In looking for something interesting to post for this week, I came across this article from “The Sydney Morning Herald” entitled, “Everything You Ever Wanted to Know About Death but Were too Afraid to Ask.” Even though this was written and published half a world away, a quote from this article brought to the forefront how universal the hesitancy to discuss death, or death related issues is: “There is a social stigma about death,” she said. “You can't talk about death in a healthy, positive way. If you are talking about death you must be weird or morbid.”
This quote is right on target when it comes to talking with someone about death. We see grievers constantly who tell us that friends, family members, and co-workers tell them to “stop talking about that” when they begin talking about a deceased loved one. If you are not new to the conversation we have here, you already know the insensitivity these type of remarks heap upon the heads of already distraught grievers. If you ARE new to our conversation, I simply want to reiterate that allowing a griever to talk about a deceased loved one WHEN they are ready to talk is a very therapeutic thing to do. By removing the stigma of death and opening up the channels of communication, we are forging a way for healing that most grievers will thank us for later.
Another area of concern that this article brings up is the conversation that needs to be had before the death of a loved one. Statistics show that we are all going to die. Death is a reality of life as a human and, as such, we should be properly prepared for it. Planning ahead, knowing what your loved one wants when they die, and even planning certain details of the funeral itself, provides a much healthier environment for those we leave behind. This forethought greatly reduces the stress of the funeral planning process and allows survivors to spend more time processing their grief rather than shuffling through paperwork. This helpful article lists what it calls, “10 Things to Know Before You Go.” I have relisted their recommended 10 things below:
Things to know before you go:
1. Make a plan. Fewer than 5 per cent of people have an end of life plan.
2. Write a will. Only 55 per cent of people who die have a will.
3. Tell someone what you want. Of those who know they are dying, only 25 per cent will have spoken to their families about their wishes.
4. Only 30 per cent of deaths are unexpected. Make a decision about how you want to die while you have time.
5. Doctors don't die like the rest of us. They are more likely to die at home with less invasive intervention at the end of their lives.

########

= ACTION ITEM A =
Answer these questions about the post on talking about death:
(i) Which newspaper published the article the post quotes?
(ii) According to the list, what share of people have an end of life plan?
(iii) What percentage of deaths does the list call unexpected?
= ACTION ITEM B =
Write the next part of the post on talking about death, picking up after its last line.
These items come from a separate source.

= Data items =
########

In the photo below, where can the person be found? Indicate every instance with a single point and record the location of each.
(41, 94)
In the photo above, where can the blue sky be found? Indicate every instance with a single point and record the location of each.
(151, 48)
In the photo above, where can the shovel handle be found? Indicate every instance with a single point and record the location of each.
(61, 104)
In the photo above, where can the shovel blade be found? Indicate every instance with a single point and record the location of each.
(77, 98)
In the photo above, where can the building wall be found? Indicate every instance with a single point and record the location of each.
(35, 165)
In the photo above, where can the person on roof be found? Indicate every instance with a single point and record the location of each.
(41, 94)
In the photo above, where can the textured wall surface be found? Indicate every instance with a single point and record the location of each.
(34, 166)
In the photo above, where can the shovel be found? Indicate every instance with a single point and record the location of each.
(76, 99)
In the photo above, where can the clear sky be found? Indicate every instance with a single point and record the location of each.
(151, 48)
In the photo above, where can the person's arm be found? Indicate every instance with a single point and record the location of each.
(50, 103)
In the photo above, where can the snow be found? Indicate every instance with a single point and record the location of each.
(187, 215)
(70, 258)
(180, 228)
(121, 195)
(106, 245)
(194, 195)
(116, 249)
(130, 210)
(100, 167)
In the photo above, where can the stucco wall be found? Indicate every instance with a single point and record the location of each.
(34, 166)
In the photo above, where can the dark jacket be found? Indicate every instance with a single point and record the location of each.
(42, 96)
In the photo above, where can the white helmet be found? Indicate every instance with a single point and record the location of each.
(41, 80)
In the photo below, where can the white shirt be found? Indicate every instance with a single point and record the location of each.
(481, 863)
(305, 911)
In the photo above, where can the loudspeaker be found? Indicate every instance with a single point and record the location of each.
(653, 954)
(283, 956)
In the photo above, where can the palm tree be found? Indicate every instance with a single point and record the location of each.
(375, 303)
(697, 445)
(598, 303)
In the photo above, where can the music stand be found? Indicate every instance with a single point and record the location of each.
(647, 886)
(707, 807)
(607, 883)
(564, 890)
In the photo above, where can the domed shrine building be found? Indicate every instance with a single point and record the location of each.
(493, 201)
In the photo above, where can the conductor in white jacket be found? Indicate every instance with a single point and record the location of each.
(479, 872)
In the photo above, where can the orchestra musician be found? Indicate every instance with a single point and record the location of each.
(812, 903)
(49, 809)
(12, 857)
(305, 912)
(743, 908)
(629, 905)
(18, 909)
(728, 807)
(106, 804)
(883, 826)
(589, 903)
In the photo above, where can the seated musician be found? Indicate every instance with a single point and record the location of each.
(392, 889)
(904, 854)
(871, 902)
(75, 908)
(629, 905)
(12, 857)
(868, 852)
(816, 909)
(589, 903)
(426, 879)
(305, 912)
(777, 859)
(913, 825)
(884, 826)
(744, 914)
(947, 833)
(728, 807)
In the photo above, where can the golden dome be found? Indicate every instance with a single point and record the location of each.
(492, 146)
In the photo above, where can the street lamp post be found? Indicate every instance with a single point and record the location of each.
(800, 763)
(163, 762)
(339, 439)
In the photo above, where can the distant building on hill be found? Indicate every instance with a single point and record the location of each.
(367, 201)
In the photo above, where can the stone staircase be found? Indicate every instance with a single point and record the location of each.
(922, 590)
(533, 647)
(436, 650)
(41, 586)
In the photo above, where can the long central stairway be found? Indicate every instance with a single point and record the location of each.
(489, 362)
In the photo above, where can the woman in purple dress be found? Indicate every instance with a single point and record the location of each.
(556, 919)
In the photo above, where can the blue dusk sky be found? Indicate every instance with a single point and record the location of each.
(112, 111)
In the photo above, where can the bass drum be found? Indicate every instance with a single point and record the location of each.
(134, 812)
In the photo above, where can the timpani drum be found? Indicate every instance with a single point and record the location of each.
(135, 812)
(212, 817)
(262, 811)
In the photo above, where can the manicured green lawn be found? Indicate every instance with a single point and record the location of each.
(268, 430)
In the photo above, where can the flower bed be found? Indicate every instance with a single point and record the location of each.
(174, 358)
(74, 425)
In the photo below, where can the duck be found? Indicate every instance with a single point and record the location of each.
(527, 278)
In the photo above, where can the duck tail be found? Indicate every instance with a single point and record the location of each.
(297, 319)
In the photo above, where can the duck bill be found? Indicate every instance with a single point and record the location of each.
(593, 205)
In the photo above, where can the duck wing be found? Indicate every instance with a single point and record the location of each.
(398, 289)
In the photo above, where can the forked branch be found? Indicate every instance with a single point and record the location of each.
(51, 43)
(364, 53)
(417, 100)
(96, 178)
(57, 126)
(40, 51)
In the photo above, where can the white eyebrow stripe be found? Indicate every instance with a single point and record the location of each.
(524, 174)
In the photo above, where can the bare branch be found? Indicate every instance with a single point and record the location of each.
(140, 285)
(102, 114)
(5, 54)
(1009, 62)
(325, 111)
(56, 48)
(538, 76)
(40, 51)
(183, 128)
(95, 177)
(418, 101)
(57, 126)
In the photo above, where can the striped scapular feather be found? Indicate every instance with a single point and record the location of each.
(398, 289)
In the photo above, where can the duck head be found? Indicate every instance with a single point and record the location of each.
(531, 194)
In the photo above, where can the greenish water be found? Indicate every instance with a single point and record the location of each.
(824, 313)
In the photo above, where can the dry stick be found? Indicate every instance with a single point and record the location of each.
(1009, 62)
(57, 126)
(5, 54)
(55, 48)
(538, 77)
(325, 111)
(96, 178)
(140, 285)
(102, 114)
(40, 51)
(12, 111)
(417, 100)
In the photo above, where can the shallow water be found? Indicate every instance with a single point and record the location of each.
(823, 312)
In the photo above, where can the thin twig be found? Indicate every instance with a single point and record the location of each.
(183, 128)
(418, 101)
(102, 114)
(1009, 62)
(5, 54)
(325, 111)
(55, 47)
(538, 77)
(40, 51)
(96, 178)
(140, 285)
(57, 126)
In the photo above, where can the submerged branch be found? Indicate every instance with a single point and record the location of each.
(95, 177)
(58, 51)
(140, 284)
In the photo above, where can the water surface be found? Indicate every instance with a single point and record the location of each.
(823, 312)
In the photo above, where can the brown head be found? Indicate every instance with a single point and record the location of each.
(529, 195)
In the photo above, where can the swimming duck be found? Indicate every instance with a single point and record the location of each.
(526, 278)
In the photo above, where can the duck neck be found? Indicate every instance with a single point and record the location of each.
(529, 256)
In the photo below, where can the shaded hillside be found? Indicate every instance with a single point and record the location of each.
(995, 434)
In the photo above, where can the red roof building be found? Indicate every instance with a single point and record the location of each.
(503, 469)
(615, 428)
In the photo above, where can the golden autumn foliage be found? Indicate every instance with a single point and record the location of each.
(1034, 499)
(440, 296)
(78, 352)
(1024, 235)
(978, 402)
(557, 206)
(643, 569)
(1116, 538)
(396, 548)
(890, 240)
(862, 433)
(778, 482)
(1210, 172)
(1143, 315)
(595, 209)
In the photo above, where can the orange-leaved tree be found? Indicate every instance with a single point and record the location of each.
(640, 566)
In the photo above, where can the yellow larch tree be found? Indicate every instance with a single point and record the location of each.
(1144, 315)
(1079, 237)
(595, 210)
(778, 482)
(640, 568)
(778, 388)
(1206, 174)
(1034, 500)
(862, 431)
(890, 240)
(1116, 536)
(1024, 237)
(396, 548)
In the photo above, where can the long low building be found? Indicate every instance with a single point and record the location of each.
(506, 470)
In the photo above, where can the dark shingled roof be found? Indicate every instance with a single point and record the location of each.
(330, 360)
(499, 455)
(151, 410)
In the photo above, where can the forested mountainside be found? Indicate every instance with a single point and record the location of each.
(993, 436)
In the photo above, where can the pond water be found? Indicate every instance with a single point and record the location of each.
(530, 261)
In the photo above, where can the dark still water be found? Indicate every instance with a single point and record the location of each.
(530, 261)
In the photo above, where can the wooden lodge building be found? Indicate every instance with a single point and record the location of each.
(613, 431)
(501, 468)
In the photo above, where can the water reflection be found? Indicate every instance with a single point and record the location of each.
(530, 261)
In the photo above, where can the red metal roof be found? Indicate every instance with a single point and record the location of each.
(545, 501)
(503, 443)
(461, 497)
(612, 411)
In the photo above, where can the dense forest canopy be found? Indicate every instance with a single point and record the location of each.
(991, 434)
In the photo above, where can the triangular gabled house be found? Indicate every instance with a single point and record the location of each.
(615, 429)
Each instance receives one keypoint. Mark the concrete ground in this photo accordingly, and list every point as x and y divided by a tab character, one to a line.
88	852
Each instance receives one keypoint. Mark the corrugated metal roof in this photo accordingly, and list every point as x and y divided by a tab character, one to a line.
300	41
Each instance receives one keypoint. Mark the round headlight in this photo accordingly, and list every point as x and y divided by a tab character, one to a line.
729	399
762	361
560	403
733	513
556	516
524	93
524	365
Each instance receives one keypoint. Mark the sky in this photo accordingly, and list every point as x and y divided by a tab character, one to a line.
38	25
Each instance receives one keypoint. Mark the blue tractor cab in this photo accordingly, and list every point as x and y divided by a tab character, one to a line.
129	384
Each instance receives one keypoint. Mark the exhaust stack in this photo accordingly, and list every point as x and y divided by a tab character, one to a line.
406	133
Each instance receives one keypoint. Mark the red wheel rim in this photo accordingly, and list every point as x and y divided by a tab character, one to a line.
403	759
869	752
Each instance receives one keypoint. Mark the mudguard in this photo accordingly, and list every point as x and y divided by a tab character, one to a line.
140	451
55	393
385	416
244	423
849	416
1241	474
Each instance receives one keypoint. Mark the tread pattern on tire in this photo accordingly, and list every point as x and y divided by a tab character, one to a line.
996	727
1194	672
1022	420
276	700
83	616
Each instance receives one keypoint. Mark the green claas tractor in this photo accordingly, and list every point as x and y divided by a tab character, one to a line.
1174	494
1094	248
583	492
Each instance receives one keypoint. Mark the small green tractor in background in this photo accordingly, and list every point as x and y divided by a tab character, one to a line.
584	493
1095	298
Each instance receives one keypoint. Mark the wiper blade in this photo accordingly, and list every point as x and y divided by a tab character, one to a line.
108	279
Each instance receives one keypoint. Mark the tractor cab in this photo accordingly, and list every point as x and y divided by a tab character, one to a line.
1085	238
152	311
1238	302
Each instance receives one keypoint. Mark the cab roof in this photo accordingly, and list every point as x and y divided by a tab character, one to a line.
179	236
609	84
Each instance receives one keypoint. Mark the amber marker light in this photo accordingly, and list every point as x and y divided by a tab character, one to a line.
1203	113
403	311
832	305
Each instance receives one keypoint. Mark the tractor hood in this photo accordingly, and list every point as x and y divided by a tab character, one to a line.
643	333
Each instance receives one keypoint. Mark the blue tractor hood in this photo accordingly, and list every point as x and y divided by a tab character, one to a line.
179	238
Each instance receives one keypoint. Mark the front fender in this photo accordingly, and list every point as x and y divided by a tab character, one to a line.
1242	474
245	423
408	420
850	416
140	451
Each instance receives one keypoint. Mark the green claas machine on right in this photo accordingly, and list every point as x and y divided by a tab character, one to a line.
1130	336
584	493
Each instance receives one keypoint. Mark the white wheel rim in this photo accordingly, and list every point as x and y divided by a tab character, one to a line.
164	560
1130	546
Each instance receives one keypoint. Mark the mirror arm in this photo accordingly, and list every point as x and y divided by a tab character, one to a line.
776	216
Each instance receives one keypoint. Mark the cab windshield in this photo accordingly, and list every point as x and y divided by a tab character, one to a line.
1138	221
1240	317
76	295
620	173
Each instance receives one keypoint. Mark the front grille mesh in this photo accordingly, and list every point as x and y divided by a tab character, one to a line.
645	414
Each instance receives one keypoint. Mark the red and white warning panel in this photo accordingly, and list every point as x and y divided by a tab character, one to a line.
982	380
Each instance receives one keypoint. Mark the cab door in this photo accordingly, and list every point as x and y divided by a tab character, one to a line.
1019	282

########

= WRITTEN REPLY A =
(i) "The Sydney Morning Herald"
(ii) Fewer than 5 per cent
(iii) Only 30 per cent

= WRITTEN REPLY B =
6. Earlier referral to palliative care means living longer with better quality of life.
7. You don't need a funeral director. DIY funerals are becoming more popular.
8. The majority of Australians choose cremation but there are alternatives including natural burial, burial at sea or donating your body for research.
9. We don't grieve in stages. Only 10 per cent of us need professional support after a death.
10. 60 per cent of people think we need to spend more time talking about death.
While these “10 Things” are written from the perspective of Australians, it is interesting to note that many of them work for us here in the United States as well. In regards to number 7: while we are seeing new trends in California for at-home preparation of the deceased and in-home visitation and funerals, for the most part, in the USA, a funeral director is highly recommended to assist in the process of end-of-life decisions. In regards to number 8: cremation in our area of the country is becoming more and more popular and is expected to make up over half of all final dispositions in the upcoming years. That being said, it is important to note that just because you choose cremation does not mean that you cannot have the proper ceremony you need for the beginning of proper grief and mourning. A professional funeral director is vital in guiding you down this daunting, and often overwhelming, path.
No matter where you live in the world, it is important to remember that healthy grieving involves proper remembrance, and how you choose to remember your deceased loved one should never be dictated by someone else. Plan ahead, talk a lot, and surround yourself with people who are willing to allow you the time you need to process your loss.